WHAT IS BEING ASKED: Locate and copy every line of the rows below that contains the word "instance".

Stored data:
■ ■ ■ ■

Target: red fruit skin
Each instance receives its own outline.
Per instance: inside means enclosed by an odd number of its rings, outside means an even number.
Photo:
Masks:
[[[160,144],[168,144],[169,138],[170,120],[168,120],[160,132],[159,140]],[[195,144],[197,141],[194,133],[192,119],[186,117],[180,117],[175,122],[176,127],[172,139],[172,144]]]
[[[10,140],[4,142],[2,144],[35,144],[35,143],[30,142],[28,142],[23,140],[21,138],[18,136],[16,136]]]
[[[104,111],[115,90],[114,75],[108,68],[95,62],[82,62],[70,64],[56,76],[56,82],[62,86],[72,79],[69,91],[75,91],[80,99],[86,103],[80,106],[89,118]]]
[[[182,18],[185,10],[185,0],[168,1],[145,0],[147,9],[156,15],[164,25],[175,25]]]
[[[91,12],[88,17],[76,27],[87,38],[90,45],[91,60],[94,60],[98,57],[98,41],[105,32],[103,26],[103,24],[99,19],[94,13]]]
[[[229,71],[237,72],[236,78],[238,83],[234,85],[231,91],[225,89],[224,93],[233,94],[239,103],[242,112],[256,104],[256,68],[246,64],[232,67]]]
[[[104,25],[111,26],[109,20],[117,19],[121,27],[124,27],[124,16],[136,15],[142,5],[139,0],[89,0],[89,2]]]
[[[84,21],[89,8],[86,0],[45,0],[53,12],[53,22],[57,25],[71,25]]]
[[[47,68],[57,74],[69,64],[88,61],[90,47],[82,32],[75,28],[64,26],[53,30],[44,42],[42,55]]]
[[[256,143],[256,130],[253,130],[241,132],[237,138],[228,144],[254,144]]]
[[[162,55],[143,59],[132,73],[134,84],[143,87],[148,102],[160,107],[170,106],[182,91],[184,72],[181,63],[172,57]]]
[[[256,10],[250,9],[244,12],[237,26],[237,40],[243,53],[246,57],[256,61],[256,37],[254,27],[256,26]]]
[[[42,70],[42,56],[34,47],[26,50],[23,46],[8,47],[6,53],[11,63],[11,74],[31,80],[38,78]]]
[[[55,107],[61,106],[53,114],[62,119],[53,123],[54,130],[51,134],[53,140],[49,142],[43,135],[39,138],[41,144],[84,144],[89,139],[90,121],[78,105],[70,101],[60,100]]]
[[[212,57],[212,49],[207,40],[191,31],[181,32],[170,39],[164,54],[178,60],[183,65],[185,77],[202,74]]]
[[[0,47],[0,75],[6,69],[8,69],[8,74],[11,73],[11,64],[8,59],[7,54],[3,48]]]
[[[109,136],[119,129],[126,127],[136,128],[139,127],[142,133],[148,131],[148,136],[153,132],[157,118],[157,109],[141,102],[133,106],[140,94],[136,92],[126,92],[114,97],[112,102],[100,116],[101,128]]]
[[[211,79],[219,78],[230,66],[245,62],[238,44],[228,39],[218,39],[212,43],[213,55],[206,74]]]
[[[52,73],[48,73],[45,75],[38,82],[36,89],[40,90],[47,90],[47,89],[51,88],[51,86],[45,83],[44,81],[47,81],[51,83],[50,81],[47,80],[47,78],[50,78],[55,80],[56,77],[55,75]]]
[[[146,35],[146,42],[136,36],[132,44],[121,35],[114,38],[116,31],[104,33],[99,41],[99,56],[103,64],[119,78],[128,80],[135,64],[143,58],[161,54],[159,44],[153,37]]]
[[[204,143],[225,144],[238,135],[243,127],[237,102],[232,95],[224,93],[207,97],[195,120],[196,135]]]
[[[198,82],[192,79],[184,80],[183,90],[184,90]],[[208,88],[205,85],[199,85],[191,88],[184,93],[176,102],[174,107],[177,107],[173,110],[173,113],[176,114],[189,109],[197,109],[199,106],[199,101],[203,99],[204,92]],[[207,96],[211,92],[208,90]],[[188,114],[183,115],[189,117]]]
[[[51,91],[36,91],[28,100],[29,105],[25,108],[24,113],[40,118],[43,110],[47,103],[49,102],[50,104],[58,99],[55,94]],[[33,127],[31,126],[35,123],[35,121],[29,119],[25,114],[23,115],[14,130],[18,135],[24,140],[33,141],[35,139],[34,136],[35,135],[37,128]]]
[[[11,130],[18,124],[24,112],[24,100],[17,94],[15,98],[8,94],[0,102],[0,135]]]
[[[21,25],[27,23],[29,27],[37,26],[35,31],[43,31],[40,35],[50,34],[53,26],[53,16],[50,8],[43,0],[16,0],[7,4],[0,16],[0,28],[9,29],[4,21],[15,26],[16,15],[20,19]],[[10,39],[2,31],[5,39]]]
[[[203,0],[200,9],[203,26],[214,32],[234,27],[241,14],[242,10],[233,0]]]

■ ■ ■ ■

SOLVED PROBLEM:
Each instance receives its own outline.
Per instance: inside means enclosed by an odd number of its rings, outside means an even number.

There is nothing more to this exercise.